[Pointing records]
* * * * *

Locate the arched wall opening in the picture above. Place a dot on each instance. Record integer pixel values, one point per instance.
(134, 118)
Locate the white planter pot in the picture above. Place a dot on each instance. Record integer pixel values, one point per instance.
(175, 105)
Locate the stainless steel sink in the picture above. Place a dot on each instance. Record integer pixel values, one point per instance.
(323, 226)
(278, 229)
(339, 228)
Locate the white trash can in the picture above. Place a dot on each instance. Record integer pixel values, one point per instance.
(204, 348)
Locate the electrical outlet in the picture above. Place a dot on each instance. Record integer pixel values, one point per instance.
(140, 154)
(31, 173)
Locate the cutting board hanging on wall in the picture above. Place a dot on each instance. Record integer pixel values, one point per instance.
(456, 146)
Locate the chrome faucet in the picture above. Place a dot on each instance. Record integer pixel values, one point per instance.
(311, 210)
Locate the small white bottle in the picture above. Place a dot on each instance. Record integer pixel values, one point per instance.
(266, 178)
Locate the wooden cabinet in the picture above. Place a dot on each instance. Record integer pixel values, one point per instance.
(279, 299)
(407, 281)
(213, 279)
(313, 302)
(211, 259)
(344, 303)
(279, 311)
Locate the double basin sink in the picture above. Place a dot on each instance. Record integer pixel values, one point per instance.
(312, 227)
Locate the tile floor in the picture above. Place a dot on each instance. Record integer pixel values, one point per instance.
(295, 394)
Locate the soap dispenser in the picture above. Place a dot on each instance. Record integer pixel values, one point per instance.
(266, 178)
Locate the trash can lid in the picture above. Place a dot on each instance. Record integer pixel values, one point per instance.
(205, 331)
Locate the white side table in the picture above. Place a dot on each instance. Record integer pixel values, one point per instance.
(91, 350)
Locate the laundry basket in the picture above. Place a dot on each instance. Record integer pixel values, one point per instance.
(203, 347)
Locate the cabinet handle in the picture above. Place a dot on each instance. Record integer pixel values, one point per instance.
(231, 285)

* * * * *

#### Work required:
Please format all of the lines above as a JSON list of strings, one string per line, with blank lines left out.

#### Response to this task:
[
  "Locate the arched wall opening in the picture above. Place a dot on each instance. Record integer pixel values, one point per instance.",
  "(134, 118)",
  "Locate the white planter pot in the picture above. Place a dot on each instance. Record integer pixel values, one point per instance.",
  "(175, 105)",
  "Locate the stainless steel sink in the picture above. Place a dot on each instance. Record integer pixel values, one point per instance.",
  "(323, 226)",
  "(278, 229)",
  "(339, 228)",
  "Locate the white trash can in the picture above. Place a dot on each instance. Record integer pixel values, one point per instance.",
  "(204, 348)",
  "Locate the electrical outlet in the picture above. Place a dot on each instance. Record integer pixel values, one point per instance.",
  "(140, 154)",
  "(31, 173)",
  "Locate the cutting board hanging on wall in the picture above. Place a dot on each instance. Record integer pixel values, one point per instance.",
  "(456, 146)",
  "Locate the chrome faucet in the picture above. Place a dot on each instance. Record integer pixel values, one point per instance.",
  "(311, 210)",
  "Locate the small white bottle in the picture above. Place a dot on each instance. Record integer pixel values, one point per instance.",
  "(266, 178)",
  "Locate the wooden cabinet in the picture above. Place a dot on each instance. Record integer pixel values, one point per instance.",
  "(279, 299)",
  "(407, 281)",
  "(213, 279)",
  "(313, 302)",
  "(211, 259)",
  "(344, 303)",
  "(279, 311)",
  "Locate the double basin sink in the picture above. Place a dot on each instance. Record integer pixel values, one point per instance.",
  "(312, 227)",
  "Locate the tile floor in the picture above. Place a dot on each instance. Record integer pixel values, one point per instance.",
  "(295, 394)",
  "Locate the soap dispenser in the picture above. Place a dot on each instance. Record integer pixel values, one point per instance.",
  "(266, 178)",
  "Locate the trash can lid in the picture above. Place a dot on each instance. Record integer pixel values, one point per instance.",
  "(205, 331)",
  "Locate the white side table in the picture above. Place a dot on each instance. Record integer pixel values, one point per instance.",
  "(91, 350)",
  "Locate the laundry basket in the picture above. Place a dot on each instance. Record integer pixel values, one point per instance.",
  "(203, 347)",
  "Locate the cabinet handle in the picture above. Place a dot on each instance. Record integer pixel values, one point per instance.",
  "(231, 285)"
]